**PROVIDED ENTRIES**
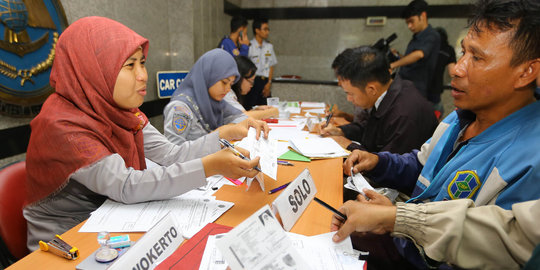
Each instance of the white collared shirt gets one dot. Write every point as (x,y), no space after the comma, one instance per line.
(378,101)
(263,56)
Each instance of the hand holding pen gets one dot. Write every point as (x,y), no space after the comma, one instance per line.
(331,113)
(227,144)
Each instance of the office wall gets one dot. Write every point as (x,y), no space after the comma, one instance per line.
(308,47)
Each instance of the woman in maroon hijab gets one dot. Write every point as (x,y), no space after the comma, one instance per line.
(90,140)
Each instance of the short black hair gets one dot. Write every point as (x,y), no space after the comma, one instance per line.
(414,8)
(246,68)
(362,65)
(257,23)
(237,22)
(520,16)
(443,34)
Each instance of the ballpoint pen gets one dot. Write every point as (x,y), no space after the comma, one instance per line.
(278,188)
(329,116)
(344,217)
(286,163)
(227,144)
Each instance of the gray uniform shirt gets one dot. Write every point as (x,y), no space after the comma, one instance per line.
(180,170)
(181,124)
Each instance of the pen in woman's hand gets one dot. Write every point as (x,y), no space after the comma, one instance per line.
(227,144)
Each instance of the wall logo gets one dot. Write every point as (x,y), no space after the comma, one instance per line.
(27,47)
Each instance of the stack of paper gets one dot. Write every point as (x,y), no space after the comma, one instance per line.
(259,242)
(193,212)
(318,147)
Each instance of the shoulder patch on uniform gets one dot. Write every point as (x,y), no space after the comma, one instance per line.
(180,123)
(181,119)
(182,109)
(464,185)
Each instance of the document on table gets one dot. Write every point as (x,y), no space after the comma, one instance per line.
(264,148)
(357,182)
(259,242)
(192,212)
(309,104)
(315,111)
(322,253)
(212,258)
(319,252)
(318,147)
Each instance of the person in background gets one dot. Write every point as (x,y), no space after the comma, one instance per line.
(419,62)
(261,52)
(446,59)
(197,108)
(247,75)
(394,117)
(455,232)
(237,42)
(483,151)
(90,140)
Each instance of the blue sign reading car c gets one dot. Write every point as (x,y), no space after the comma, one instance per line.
(27,48)
(169,81)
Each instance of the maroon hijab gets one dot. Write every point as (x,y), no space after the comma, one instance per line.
(80,123)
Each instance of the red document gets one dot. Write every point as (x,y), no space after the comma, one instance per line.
(189,255)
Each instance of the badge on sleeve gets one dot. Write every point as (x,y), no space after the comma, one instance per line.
(464,185)
(181,120)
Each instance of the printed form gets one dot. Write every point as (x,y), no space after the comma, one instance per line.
(192,212)
(267,246)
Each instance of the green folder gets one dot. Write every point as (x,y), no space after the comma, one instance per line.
(291,155)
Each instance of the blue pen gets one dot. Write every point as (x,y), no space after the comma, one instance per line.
(286,163)
(227,144)
(278,188)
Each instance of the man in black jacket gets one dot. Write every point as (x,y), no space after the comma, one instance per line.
(396,118)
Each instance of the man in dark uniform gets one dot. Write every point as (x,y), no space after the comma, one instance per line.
(395,117)
(420,59)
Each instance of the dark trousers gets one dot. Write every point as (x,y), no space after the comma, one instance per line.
(255,97)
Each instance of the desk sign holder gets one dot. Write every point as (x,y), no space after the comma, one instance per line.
(154,247)
(169,81)
(292,202)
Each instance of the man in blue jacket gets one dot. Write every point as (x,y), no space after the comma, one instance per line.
(487,150)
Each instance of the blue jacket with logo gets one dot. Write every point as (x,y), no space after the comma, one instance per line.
(499,166)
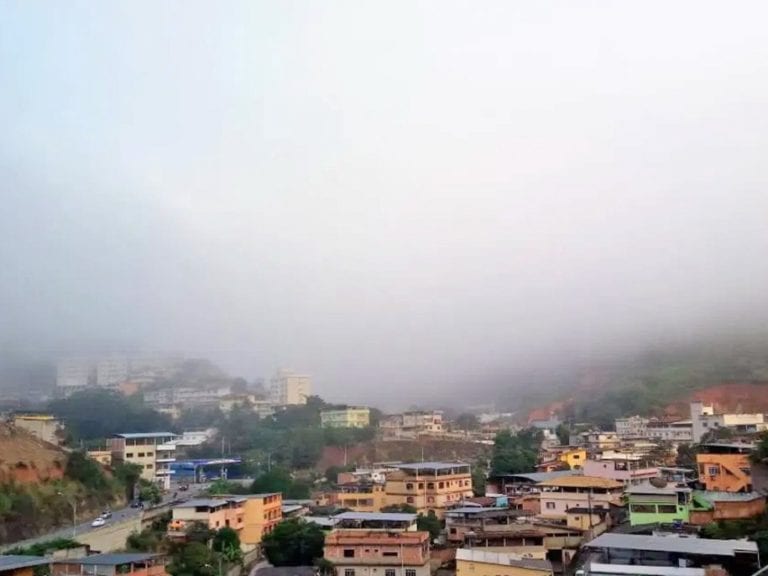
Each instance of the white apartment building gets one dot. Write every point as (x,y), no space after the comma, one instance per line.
(704,419)
(112,371)
(290,388)
(152,451)
(73,373)
(631,427)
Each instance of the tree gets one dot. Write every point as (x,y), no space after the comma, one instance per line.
(294,542)
(515,454)
(429,523)
(227,543)
(193,559)
(467,421)
(85,470)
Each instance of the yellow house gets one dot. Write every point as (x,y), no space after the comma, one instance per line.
(261,513)
(478,562)
(359,497)
(429,486)
(346,418)
(574,457)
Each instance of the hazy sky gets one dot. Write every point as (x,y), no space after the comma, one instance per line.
(399,198)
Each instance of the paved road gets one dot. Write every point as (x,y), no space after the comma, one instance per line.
(117,515)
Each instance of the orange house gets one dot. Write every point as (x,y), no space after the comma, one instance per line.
(725,467)
(360,552)
(215,513)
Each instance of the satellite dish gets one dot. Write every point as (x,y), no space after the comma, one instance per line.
(658,482)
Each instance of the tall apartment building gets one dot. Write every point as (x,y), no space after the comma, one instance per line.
(290,388)
(152,451)
(429,486)
(112,371)
(704,419)
(74,373)
(350,417)
(365,552)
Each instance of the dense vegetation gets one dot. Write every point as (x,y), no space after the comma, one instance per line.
(99,414)
(515,453)
(294,542)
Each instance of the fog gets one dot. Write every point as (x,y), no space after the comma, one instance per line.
(407,200)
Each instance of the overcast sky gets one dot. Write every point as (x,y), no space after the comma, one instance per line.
(399,198)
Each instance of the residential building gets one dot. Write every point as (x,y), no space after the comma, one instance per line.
(74,373)
(215,513)
(714,506)
(133,564)
(103,457)
(560,494)
(152,451)
(649,504)
(427,486)
(478,562)
(16,565)
(262,512)
(359,552)
(288,388)
(628,470)
(631,427)
(43,426)
(389,521)
(614,553)
(350,417)
(725,467)
(704,419)
(475,520)
(358,496)
(112,371)
(678,431)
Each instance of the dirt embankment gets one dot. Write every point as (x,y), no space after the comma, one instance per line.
(26,460)
(427,449)
(749,397)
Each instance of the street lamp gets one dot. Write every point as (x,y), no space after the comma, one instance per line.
(73,504)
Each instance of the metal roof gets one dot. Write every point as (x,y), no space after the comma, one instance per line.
(673,544)
(377,516)
(542,476)
(110,559)
(431,465)
(501,559)
(146,435)
(16,561)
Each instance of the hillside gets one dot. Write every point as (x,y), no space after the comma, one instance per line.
(24,459)
(731,374)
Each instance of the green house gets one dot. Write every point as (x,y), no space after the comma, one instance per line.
(651,505)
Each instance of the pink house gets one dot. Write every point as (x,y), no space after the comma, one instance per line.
(625,471)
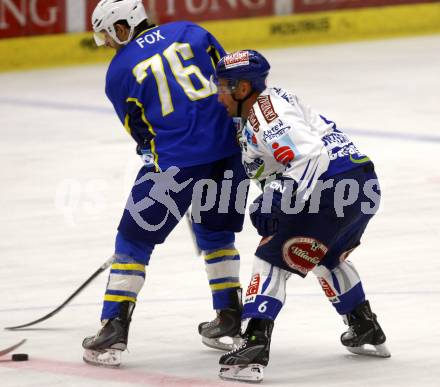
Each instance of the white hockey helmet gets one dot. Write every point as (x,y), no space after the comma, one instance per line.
(108,12)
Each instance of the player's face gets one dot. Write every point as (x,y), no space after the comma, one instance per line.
(225,97)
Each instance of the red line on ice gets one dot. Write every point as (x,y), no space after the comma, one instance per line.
(127,376)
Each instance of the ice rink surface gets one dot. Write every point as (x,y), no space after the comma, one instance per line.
(66,166)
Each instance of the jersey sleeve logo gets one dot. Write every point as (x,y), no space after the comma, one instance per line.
(253,120)
(266,107)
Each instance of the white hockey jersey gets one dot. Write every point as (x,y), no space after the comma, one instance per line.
(284,137)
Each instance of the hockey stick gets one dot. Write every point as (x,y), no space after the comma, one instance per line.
(12,347)
(102,268)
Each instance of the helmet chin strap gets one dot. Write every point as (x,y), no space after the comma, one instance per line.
(241,101)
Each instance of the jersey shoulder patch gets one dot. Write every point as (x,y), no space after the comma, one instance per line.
(267,109)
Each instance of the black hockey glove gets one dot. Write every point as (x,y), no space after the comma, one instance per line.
(266,222)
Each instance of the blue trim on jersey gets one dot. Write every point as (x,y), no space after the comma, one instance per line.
(222,259)
(128,272)
(121,293)
(223,280)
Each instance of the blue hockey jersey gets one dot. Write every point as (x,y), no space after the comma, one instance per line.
(159,85)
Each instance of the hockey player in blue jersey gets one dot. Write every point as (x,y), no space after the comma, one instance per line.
(319,193)
(159,84)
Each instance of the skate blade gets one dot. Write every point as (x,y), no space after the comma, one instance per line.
(110,358)
(380,350)
(225,343)
(251,373)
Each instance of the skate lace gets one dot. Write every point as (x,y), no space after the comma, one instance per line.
(212,323)
(238,347)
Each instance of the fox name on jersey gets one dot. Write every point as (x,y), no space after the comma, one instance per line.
(163,67)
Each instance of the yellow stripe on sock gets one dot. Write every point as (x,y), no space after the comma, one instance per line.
(221,253)
(113,298)
(224,286)
(128,266)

**AIM OF THE TASK**
What is needed is an exact copy of the lines from the one containing "Each instance of the hockey stick" through the last line of the records above, both included.

**FINISHED EXERCISE**
Each instance of the hockey stick gets one dot. Write every point as (x,y), no space after the comma, one instance per line.
(12,347)
(102,268)
Each instance of the helmet chin strap gets one dot. Write every point as (x,y), no space after the comma, one instance per line.
(241,101)
Each instance of the jersey shoulder patch gets one dot. Write every point as (x,y), no space after the comma, one instance per line.
(267,109)
Each instance of the black hockey glove gets one dot. Write every point as (x,y), no space after the comma, one instance per line.
(266,222)
Each instance of the blue trim on jersey gets one dot. Write every point as (x,y), no space after the comma, one instance per line.
(222,259)
(128,272)
(121,293)
(223,280)
Each instance of the blue hockey jersey gets one dot. Write every point as (x,y), no space after the comma, one instance per line.
(159,85)
Each instance of the hockey player in blue jersey gets one dot. Write every point as (x,y), no space after the comma, one instance per line.
(319,193)
(159,84)
Each instance of the skate blade gets one dot. Write every point as (x,y), no space after the comma, one instance per line.
(110,358)
(380,350)
(225,343)
(251,373)
Each instance of the skate lace gets one dot. Write every point as (x,y), no space after the comma, one instance per line.
(212,323)
(238,347)
Each instance of the fox name on jersey gets one dot. Write every point as (x,y), no space after the comma, one instance per line.
(163,67)
Each instance of the yellow stripe on sock gets one dot. Write every point as (x,y), no space after the comma, one instance per line.
(221,253)
(113,298)
(224,286)
(128,266)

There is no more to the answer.